» **Page extract**
============================================================

Staring her future in the face I am (we are) faced with a few response options: 1) Grieve and cry and get mad at God… “Why would You give her healing and then take it away?” 2) Grieve and cry and panic… “What if she doesn’t make it?!” 3) Grieve and cry and trust God who, “created Phoebe’s inmost being; You knit Phoebe together in my womb. I will give thanks to You, for she is fearfully and wonderfully made; WONDERFUL are Your works, and my soul knows it very well….” Psalm 139:13-14 (name changes mine, obviously).
It is okay to grieve when things don’t go as expected. It is absolutely okay to be disappointed. But from the beginning of this wild journey we have made the decision to entrust our girl’s life to her Maker, who loves her more deeply than we can fathom. His plan for her is better than ours and her journey, while definitely not ideal according to the standards of the medical or non-medical communities, is the journey God chose HER for. Note that I didn’t say “for her”. I believe that it takes a special person to take on special, unusual journeys. She has been called for this job and she will do it well, whatever it looks like and for however long it lasts.
John 16:33 says, in completion, “I have told you these things, so that IN ME you will have peace. In this world you WILL have trouble. BUT TAKE HEART! I have overcome this world.”
Oh man, I cannot tell you how much I need to hear that. Trouble will come. Pain will come. Hurt will come. Disappointment will come. Frustration will come. If it is hard, it WILL come. It’s a guarantee.
But Jesus? He has overcome this wretched, broken place called “the world” and all the trouble that comes with it. He conquered the very death that encroaches on our daughter through her broken heart by His death and resurrection.
Because of that we can trust that when He says we will have peace? HE MEANS IT. It seems unfathomable, I know, but I can tell you that even with this really lame diagnosis for our daughter and the jagged mess of a number that it is doing to our hearts, we know down to the core of our beings that He will never leave or forsake us, making us bear this burden on our own.

============================================================

» **Brief**
What comes next in the reflection on trusting God through a daughter's heart diagnosis? Continue it from its final sentence.

============================================================

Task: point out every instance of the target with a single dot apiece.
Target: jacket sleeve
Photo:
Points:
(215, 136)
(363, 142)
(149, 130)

============================================================

» **Written response**
“Have I not commanded you? Be strong and courageous! Do not be afraid; do not be discouraged. For the Lord your God will be with you wherever you go!” –Joshua 1:9
“So do not fear, for I am with you; do not be dismayed, for I am your God. I will strengthen you and help you; I will uphold you with my righteous right hand.” — Isaiah 41:10
“Be anxious for nothing, but in everything by prayer and petition and with thanksgiving, submit your requests to the Lord. And the peace of God, which surpasses all understanding, will guard your hearts and your minds in Christ Jesus.” –Philippians 4:6-7
I cannot, we cannot, create our own peace. We cannot look to anything of this world, be it a book or technique or object or activity, and find something that will actually bring penetrating, lasting comfort to our hearts when we are faced with stuff like this. The prospect of such an intense beginning and lifelong journey for our little girl? Trusting in any of those things will not fix her. None of those things will make us forget what’s going on. But living with the head and heart knowledge that she is fully known by God, fully loved by God and that He is working her life for her good (and ours) and His glory… that brings great, sustaining comfort.
So we’re choosing option #3. In our sadness we are trusting in God’s goodness. In our disappointment we are trusting in His ability to take what is broken on earth and work it out “for the good of those who love Him and are called according to His purposes.” (Romans 8:28) For she has been fearfully and wonderfully made by Him who loves her (and us) very well.
God is good every time.
If you are willing, please join us in praying that God would completely heal Phoebe’s heart. We trust that, whatever His will, it is good from His perspective and we trust Him, for He has proven Himself time and time again.